==== Entries

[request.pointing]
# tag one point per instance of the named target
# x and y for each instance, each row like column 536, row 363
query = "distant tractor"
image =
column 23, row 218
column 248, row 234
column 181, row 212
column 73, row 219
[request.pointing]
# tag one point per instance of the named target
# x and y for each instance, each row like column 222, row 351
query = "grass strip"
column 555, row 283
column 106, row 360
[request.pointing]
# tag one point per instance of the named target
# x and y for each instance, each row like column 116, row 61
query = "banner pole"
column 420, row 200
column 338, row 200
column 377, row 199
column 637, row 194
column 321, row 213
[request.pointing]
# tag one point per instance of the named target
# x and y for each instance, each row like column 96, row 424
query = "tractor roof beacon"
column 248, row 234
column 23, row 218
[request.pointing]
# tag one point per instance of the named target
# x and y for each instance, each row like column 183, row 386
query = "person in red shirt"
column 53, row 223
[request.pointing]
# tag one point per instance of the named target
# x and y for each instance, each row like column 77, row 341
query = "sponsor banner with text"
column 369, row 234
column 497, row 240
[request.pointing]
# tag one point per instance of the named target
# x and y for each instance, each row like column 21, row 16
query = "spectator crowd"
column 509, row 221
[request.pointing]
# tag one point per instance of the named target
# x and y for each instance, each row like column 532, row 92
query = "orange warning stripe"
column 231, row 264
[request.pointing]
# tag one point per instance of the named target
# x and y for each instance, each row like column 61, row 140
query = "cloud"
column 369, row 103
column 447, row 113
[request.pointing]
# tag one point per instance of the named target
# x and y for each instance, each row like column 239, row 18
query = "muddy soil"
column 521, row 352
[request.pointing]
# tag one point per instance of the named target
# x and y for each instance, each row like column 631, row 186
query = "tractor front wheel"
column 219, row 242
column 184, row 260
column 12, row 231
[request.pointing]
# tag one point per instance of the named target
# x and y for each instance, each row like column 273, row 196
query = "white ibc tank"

========

*Request:*
Arrange the lines as a Markdown table with the columns Row and Line, starting with the first line and ending with the line holding "column 509, row 221", both included. Leave out blank lines.

*Solved problem:*
| Row | Line |
|---|---|
| 1 | [request.pointing] |
| 2 | # tag one point per instance of the named target |
| 3 | # x and y for each instance, each row like column 536, row 363 |
| 4 | query = "distant tractor" |
| 5 | image = |
| 6 | column 23, row 218 |
| 7 | column 248, row 234 |
| 8 | column 181, row 212 |
| 9 | column 73, row 219 |
| 10 | [request.pointing] |
| 11 | # tag one point per instance of the named target |
| 12 | # x and y for each instance, each row like column 222, row 351 |
| 13 | query = "grass strip" |
| 14 | column 555, row 283 |
| 15 | column 106, row 360 |
| 16 | [request.pointing] |
| 17 | # tag one point per instance of the named target |
| 18 | # x and y for each instance, each row like column 116, row 61 |
| 19 | query = "banner pole" |
| 20 | column 420, row 200 |
| 21 | column 338, row 200 |
| 22 | column 377, row 199 |
| 23 | column 637, row 194 |
| 24 | column 321, row 213 |
| 25 | [request.pointing] |
| 26 | # tag one point per instance of the named target |
| 27 | # x and y for each instance, each row like column 96, row 424 |
| 28 | query = "tractor roof beacon" |
| 29 | column 248, row 234 |
| 30 | column 23, row 218 |
| 31 | [request.pointing] |
| 32 | # tag one point per instance of the named target |
| 33 | # x and y for each instance, each row like column 183, row 386 |
| 34 | query = "person in red shirt" |
| 35 | column 53, row 223 |
| 36 | [request.pointing] |
| 37 | # tag one point per instance of the named target |
| 38 | # x and y for each instance, each row like column 77, row 341 |
| 39 | query = "sponsor banner with text" |
| 40 | column 369, row 234 |
| 41 | column 497, row 240 |
| 42 | [request.pointing] |
| 43 | # tag one point per instance of the named target |
| 44 | # x and y for each instance, each row like column 21, row 16 |
| 45 | query = "spectator crowd" |
| 46 | column 509, row 221 |